> [Fragmento de texto]:
· · ·

Domingo, 7 de agosto. Llego a Niembro a las once de la noche. Me presento y le pido permiso a una de sus hijas para verlo. ¡Ha muerto un filósofo! Estoy a solas ante el cadáver de Gustavo Bueno. El féretro está situado en el centro de la estancia. Es su despacho de trabajo. Está rodeado de libros. Preside la sala un bello cuadro, un retrato al óleo del filósofo, alegre y sonriente, que contrasta con las serenidad del rostro de un finado de 91 años. Estoy un rato a solas con el muerto. Rato de recuerdos. Rato para retirarse a la terrible soledad de nuestro propio filosofar. Rato para rendirle homenaje a un maestro. Lo conocí discutiendo con Carlos Díaz, otro gran filósofo español, en el año 1972, sobre qué es filosofía. Yo era un estudiante de los primeros años de Filosofía. Allí aprendí que sin pasión no hay sabiduría. Sospecho que el Instituto Luis Vives, en el CSIC, nunca después ha acogido una discusión de esa solvencia. Gracias a esa pasión, Bueno fue, es y será un hombre a la búsqueda del ser, un filósofo, dispuesto siempre a comparecer en la ciudad, en lo público, para pagar su prenda o ser sacrificado. Bueno es un modelo de filósofo que repitió con originalidad, creatividad y valentía la actitud del primer filósofo de la historia: Sócrates. Bueno no fue un filósofo-rey sino un filósofo-ciudadano. Jamás se escondió. Fue valiente. A su lado, casi todos parecen filósofos de partido.

· · ·

> [Material extraído]:
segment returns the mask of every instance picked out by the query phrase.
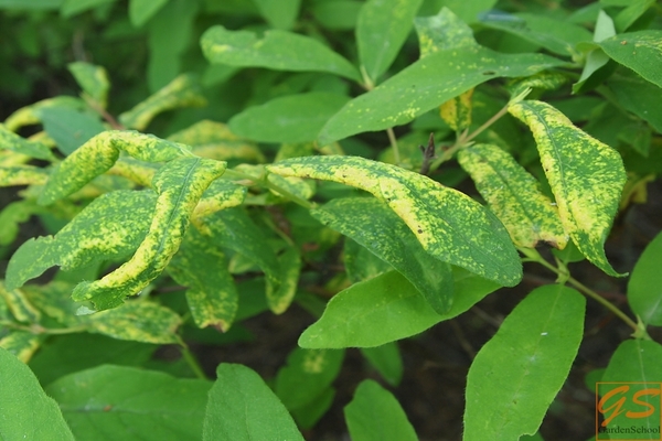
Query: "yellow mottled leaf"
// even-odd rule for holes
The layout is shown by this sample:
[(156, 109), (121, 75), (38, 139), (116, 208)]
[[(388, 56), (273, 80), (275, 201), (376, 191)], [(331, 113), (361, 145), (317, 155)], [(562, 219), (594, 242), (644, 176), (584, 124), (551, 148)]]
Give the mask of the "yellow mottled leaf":
[(621, 276), (604, 249), (626, 183), (620, 154), (548, 104), (523, 100), (509, 111), (533, 132), (565, 230), (588, 260)]
[(458, 160), (516, 246), (535, 248), (542, 240), (565, 248), (568, 237), (558, 209), (510, 153), (496, 146), (477, 144), (460, 150)]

· · ·

> [Qué se pide]: Reproduce íntegramente y sin cambios el texto sobre Gustavo Bueno. El listado constituye material aparte, sin relación con el texto sobre Gustavo Bueno.

> [Respuesta]:
Domingo, 7 de agosto. Llego a Niembro a las once de la noche. Me presento y le pido permiso a una de sus hijas para verlo. ¡Ha muerto un filósofo! Estoy a solas ante el cadáver de Gustavo Bueno. El féretro está situado en el centro de la estancia. Es su despacho de trabajo. Está rodeado de libros. Preside la sala un bello cuadro, un retrato al óleo del filósofo, alegre y sonriente, que contrasta con las serenidad del rostro de un finado de 91 años. Estoy un rato a solas con el muerto. Rato de recuerdos. Rato para retirarse a la terrible soledad de nuestro propio filosofar. Rato para rendirle homenaje a un maestro. Lo conocí discutiendo con Carlos Díaz, otro gran filósofo español, en el año 1972, sobre qué es filosofía. Yo era un estudiante de los primeros años de Filosofía. Allí aprendí que sin pasión no hay sabiduría. Sospecho que el Instituto Luis Vives, en el CSIC, nunca después ha acogido una discusión de esa solvencia. Gracias a esa pasión, Bueno fue, es y será un hombre a la búsqueda del ser, un filósofo, dispuesto siempre a comparecer en la ciudad, en lo público, para pagar su prenda o ser sacrificado. Bueno es un modelo de filósofo que repitió con originalidad, creatividad y valentía la actitud del primer filósofo de la historia: Sócrates. Bueno no fue un filósofo-rey sino un filósofo-ciudadano. Jamás se escondió. Fue valiente. A su lado, casi todos parecen filósofos de partido.